◆ **Task**:
Return every one of the records below word for word, changing nothing.

◆ **Record list**:
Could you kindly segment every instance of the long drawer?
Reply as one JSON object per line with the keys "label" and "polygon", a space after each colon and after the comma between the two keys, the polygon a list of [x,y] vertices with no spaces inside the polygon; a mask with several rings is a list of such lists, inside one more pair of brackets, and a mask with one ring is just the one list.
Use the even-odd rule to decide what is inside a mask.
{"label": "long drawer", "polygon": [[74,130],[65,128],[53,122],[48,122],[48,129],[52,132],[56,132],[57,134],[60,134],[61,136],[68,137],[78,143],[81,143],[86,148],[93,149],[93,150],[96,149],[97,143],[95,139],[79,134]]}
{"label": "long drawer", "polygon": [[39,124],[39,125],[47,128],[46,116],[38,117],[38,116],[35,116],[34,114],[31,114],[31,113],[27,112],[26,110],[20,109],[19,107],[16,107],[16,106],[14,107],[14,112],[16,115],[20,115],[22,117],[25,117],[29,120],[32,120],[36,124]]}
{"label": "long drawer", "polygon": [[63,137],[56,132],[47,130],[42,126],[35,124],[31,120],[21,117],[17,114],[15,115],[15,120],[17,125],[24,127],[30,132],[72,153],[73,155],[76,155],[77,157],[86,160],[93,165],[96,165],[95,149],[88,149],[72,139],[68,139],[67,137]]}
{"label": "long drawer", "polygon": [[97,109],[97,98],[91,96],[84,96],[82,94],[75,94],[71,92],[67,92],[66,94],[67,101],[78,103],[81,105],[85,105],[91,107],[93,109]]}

◆ **Task answer**:
Could you kindly segment every instance of the long drawer?
Reply as one JSON object per line with the keys "label" and "polygon", a space after each colon and after the comma between the two keys, the polygon a list of [x,y] vertices with no spaces inside the polygon; a mask with several rings is a list of such lists, inside one more pair of brackets, and a mask with one ring is just the one list.
Use the even-odd rule to decide what is inside a mask.
{"label": "long drawer", "polygon": [[74,130],[65,128],[53,122],[48,122],[48,129],[52,132],[56,132],[57,134],[60,134],[61,136],[68,137],[78,143],[81,143],[86,148],[93,149],[93,150],[96,149],[97,143],[95,139],[79,134]]}
{"label": "long drawer", "polygon": [[39,124],[39,125],[47,128],[46,116],[38,117],[38,116],[35,116],[34,114],[31,114],[31,113],[27,112],[26,110],[20,109],[19,107],[16,107],[16,106],[14,107],[14,112],[16,115],[20,115],[22,117],[25,117],[29,120],[32,120],[36,124]]}
{"label": "long drawer", "polygon": [[63,137],[56,132],[47,130],[42,126],[35,124],[31,120],[21,117],[17,114],[15,115],[15,120],[17,125],[24,127],[30,132],[72,153],[73,155],[76,155],[77,157],[86,160],[93,165],[96,165],[95,149],[88,149],[72,139],[68,139],[67,137]]}
{"label": "long drawer", "polygon": [[97,109],[97,98],[91,96],[84,96],[82,94],[75,94],[71,92],[67,92],[66,94],[67,101],[78,103],[81,105],[85,105],[91,107],[93,109]]}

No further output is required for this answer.